— Exercise prompt —
The expected result is every entry, retyped character for character.

— Extracted material —
----
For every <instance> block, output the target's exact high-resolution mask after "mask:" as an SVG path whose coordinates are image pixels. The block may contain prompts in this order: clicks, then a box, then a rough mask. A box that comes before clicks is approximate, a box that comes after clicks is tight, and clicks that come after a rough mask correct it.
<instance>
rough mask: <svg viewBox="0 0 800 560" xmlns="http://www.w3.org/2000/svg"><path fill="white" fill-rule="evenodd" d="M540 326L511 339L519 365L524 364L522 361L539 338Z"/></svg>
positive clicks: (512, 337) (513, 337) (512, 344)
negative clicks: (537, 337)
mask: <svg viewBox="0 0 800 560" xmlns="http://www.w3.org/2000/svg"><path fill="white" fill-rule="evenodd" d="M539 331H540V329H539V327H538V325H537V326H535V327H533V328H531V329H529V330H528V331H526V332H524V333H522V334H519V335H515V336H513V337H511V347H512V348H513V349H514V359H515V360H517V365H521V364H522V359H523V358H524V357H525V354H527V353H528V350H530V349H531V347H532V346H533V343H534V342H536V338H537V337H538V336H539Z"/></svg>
----
— Response for this exercise —
For every <instance> block, output the target's exact high-resolution mask after "mask:" as an SVG path whose coordinates are image pixels. The block may contain prompts in this order: clicks, then a box, then a rough mask. A box that comes before clicks is approximate, a box that comes after clicks is tight, and clicks that come after a rough mask correct it.
<instance>
rough mask: <svg viewBox="0 0 800 560" xmlns="http://www.w3.org/2000/svg"><path fill="white" fill-rule="evenodd" d="M540 326L511 339L519 365L524 364L522 361L539 338Z"/></svg>
positive clicks: (512, 337) (513, 337) (512, 344)
negative clicks: (537, 337)
mask: <svg viewBox="0 0 800 560" xmlns="http://www.w3.org/2000/svg"><path fill="white" fill-rule="evenodd" d="M539 331H540V329H539V327H538V325H537V326H535V327H533V328H531V329H529V330H528V331H526V332H524V333H522V334H519V335H515V336H513V337H511V347H512V348H513V349H514V359H515V360H517V365H521V364H522V359H523V358H524V357H525V354H527V353H528V350H530V349H531V347H532V346H533V343H534V342H536V338H537V337H538V336H539Z"/></svg>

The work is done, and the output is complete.